Os primeiros jovens normalistas da República, formados a partir de 1918/19, só ficaram diplomados a partir de 1922-1923. Dos 2132 alunos admitidos às escolas normais, entre 1918 e 1926, somente 848 se diplomaram. Estes resultados podem ser considerados modestos quando comparados com os registados entre os cursos de formação (escolas normais e escolas de habilitação) implementados pela reforma de 1901 (que se manteve em vigor até 1921): 12.493 alunos admitidos e 9.228 diplomados (cf. Nóvoa, 1987, 652-683). Neste quadro, podemos afirmar que a formação dos apóstolos da República foi um projecto conseguido do ponto de vista curricular, embora tardiamente concretizado e retardado pela situação de desemprego dos professores verificada no início da década de 1920.
O quadro anexo ao Decreto de 29 de Março de 1911 previa um aumento dos vencimentos mensais dos professores primários para valores entre os 15$000 e os 25$000 réis. Dava-se, então, início à valorização e dignificação sócio-económica dos professores, visando “transformá-lo num émulo do magistrado ou do sacerdote, sobretudo, a nível concelhio e paroquial” (Marques, 1991, 529). Porém, a melhoria salarial dos professores primários foi muito mitigada se estabelecermos a sua comparação com outras profissões, a saber: em 1909, um professor no topo da carreira (primeira classe) tinha um rendimento diário equivalente ao de operário torneiro (644 réis); em 1914 o salário mensal de um professor da mesma categoria era idêntico ao de um “moço de escritório” (25$00 – em escudos); em 1919, o professor no topo da carreira auferia tanto como um tenente do Exército ou um 3º oficial da carreira administrativa (61$70); em 1925, o mesmo professor dispunha de um vencimento mensal equivalente ao de um sub-tenente do Exército (707$00). Não obstante a melhoria relativa da condição sócio-económica, da sua valorização profissional e do investimento retórico na sua imagem de actor da modernidade, associado ao mito da escola como motor de progresso, os professores do ensino primário ao longo da República não lograram destacar-se da condição proletária a que o seu nível salarial os remetia (cf. Nóvoa, 1987, 617-628).

* **DETALHES DA TAREFA**
Traduza para inglês a seguinte frase do excerto sobre os professores primários na República: "Dos 2132 alunos admitidos às escolas normais, entre 1918 e 1926, somente 848 se diplomaram."

* **MATERIAL APRESENTADO**
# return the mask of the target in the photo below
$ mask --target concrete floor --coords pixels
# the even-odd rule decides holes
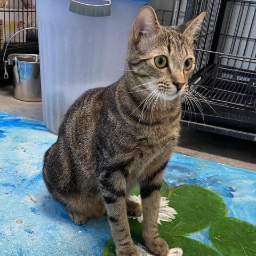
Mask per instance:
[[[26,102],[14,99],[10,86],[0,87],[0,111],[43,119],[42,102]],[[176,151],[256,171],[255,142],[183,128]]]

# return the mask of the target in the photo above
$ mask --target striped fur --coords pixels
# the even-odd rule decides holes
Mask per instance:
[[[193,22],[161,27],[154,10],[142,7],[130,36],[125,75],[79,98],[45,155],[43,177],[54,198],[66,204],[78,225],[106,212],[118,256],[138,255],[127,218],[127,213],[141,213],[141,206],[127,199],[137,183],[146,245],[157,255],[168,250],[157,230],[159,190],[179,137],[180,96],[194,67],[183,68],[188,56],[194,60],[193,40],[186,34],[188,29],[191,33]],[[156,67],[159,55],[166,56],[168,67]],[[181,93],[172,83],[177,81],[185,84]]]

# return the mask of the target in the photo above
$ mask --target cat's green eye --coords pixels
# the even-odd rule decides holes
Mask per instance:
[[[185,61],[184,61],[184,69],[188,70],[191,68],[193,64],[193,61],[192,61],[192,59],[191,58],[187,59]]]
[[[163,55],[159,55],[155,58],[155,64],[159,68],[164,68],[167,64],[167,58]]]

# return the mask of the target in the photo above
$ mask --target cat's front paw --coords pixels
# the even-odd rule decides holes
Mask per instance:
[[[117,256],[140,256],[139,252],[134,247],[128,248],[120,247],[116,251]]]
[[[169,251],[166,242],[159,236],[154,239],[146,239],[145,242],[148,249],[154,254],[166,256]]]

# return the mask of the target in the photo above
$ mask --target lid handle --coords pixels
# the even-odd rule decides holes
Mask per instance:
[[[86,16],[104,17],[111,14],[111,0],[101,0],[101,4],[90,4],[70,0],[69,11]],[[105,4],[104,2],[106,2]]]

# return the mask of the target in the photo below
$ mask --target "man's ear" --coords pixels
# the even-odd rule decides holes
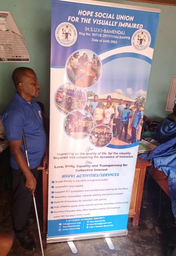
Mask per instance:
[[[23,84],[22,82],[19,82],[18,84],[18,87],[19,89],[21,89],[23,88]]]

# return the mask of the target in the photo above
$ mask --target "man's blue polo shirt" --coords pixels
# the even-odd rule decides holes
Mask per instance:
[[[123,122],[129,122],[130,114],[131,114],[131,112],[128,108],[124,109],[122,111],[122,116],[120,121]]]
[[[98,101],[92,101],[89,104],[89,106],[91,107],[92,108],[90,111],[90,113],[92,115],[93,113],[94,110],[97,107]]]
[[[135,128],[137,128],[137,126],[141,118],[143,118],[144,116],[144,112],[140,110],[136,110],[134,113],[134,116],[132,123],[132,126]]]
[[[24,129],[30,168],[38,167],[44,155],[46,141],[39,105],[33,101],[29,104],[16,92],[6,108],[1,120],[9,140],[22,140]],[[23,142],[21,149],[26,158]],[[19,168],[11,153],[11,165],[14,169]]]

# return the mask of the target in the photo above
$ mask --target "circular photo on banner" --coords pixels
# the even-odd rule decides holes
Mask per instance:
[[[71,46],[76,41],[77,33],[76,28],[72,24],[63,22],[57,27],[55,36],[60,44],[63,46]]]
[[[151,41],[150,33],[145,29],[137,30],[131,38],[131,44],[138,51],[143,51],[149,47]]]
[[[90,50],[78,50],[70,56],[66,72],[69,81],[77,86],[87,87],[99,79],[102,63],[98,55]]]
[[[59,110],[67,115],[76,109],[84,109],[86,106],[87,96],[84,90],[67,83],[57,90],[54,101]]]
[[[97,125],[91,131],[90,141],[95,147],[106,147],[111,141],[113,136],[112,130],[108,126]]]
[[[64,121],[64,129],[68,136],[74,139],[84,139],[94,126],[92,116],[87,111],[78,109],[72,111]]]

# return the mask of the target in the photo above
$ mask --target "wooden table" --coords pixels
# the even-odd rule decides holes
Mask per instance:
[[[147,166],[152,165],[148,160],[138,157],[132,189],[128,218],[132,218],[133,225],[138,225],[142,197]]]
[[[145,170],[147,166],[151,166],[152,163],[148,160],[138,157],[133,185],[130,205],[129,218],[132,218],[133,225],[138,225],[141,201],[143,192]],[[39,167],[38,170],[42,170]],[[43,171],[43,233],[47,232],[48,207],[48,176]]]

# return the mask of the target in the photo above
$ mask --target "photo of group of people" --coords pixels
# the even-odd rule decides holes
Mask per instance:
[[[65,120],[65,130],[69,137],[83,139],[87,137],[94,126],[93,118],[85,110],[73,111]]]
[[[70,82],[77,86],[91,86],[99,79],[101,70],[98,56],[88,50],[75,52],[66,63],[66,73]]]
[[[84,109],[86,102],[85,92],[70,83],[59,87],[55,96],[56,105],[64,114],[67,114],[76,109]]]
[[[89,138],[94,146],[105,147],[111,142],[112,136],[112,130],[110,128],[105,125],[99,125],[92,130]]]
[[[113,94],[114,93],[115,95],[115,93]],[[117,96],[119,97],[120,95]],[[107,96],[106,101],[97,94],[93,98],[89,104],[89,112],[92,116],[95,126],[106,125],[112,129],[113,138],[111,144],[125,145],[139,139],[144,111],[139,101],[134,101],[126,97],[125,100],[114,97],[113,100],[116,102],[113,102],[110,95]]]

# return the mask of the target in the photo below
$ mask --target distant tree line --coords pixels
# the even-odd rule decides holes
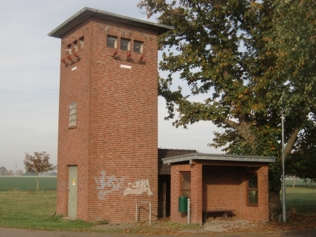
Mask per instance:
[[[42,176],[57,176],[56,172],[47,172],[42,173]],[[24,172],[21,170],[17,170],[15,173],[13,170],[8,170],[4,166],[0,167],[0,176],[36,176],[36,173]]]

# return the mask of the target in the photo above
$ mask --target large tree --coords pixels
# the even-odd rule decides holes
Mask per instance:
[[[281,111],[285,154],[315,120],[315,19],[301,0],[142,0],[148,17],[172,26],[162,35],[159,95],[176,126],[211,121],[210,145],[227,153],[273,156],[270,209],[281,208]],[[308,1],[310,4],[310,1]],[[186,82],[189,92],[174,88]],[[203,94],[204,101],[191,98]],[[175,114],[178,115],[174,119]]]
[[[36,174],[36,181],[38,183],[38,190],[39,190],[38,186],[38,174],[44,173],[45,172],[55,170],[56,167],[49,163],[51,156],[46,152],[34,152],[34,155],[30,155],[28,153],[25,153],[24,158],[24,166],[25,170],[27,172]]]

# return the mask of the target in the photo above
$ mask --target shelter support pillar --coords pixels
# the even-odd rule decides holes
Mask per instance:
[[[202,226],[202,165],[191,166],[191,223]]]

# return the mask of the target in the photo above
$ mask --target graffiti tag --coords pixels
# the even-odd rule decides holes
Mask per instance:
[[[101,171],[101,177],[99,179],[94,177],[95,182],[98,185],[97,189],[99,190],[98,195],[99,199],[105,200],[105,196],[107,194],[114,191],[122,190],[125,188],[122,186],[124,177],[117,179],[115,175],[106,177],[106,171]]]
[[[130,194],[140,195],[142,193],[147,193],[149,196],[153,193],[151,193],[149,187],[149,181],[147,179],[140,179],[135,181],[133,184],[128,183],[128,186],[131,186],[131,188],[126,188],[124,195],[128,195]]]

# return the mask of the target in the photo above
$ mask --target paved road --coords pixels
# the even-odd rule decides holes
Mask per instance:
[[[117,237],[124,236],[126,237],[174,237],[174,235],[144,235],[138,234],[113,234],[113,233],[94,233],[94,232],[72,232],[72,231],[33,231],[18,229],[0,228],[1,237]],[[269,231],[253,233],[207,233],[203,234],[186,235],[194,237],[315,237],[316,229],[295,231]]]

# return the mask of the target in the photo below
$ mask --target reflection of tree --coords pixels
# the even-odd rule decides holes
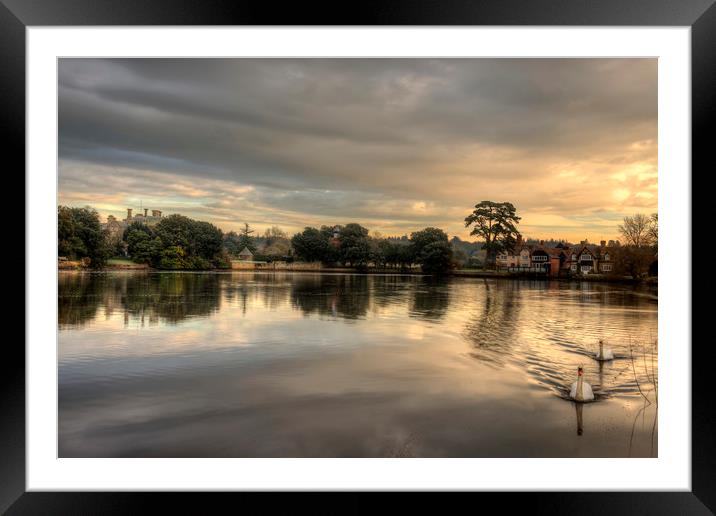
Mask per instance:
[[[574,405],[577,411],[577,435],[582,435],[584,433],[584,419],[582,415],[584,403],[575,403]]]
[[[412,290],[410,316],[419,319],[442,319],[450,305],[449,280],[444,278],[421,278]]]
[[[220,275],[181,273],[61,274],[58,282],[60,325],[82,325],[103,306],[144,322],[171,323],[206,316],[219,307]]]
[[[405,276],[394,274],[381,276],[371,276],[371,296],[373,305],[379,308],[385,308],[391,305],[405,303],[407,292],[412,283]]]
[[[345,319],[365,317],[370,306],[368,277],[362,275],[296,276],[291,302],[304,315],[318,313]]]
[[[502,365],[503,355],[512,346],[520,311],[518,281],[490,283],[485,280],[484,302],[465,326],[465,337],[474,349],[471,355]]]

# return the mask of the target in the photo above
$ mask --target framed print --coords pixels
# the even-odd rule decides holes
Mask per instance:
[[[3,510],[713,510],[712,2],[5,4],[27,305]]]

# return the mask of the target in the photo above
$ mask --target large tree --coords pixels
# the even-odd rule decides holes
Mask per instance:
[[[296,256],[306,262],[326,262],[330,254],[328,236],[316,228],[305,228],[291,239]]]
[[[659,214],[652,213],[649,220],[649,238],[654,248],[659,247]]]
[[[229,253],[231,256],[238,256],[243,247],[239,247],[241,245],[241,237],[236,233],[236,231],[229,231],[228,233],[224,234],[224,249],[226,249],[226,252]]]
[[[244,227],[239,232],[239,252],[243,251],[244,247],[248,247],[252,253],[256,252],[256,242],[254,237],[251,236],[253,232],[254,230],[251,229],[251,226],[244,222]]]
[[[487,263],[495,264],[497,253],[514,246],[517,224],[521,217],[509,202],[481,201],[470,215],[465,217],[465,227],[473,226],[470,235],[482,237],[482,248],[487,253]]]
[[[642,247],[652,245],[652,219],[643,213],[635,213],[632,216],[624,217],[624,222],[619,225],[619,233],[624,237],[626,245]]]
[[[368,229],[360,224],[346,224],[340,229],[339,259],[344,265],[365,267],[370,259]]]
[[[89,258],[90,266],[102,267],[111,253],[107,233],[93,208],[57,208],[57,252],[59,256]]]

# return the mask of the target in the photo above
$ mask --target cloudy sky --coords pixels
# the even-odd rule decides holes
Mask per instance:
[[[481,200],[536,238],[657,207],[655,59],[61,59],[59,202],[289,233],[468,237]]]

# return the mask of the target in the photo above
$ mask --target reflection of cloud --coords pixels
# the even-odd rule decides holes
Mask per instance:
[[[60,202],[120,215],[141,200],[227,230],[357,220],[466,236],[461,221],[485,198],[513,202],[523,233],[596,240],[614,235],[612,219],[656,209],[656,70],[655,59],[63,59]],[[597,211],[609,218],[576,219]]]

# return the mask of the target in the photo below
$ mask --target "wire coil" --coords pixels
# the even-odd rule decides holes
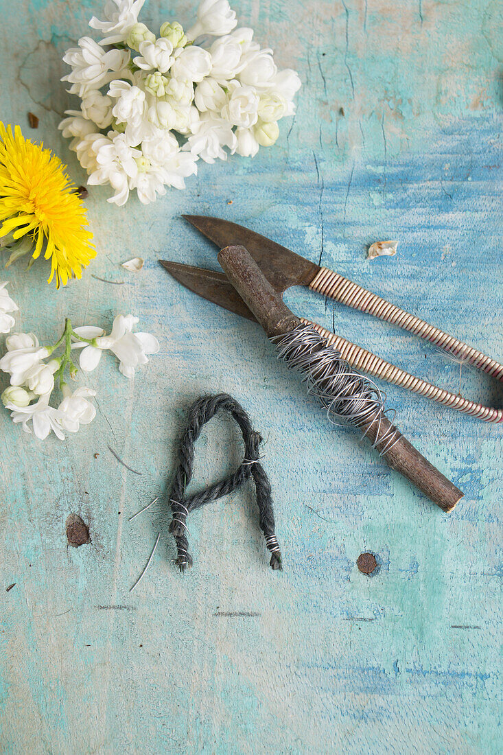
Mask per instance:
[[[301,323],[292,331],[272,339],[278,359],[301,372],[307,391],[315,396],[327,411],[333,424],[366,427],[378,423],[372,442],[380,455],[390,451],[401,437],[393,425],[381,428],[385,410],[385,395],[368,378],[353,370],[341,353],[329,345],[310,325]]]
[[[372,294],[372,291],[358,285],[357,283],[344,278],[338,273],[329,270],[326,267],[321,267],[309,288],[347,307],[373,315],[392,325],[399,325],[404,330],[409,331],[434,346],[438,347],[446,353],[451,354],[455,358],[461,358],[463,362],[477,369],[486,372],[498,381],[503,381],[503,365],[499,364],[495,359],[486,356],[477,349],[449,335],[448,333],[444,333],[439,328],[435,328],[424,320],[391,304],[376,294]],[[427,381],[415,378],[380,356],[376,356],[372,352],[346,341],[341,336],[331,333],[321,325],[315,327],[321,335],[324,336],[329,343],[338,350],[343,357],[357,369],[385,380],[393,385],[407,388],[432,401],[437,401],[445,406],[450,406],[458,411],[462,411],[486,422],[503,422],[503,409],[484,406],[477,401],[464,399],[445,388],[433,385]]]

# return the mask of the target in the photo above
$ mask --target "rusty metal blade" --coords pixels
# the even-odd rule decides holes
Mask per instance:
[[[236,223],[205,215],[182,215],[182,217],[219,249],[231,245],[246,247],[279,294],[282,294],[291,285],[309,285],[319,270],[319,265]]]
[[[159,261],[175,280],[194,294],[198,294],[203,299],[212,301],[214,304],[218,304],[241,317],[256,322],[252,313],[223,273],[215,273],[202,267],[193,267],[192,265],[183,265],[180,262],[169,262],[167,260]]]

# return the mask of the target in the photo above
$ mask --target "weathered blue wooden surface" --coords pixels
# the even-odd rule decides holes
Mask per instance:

* **RESOLUÇÃO DO EXERCÍCIO**
Of the 2,132 students admitted to the normal schools between 1918 and 1926, only 848 graduated.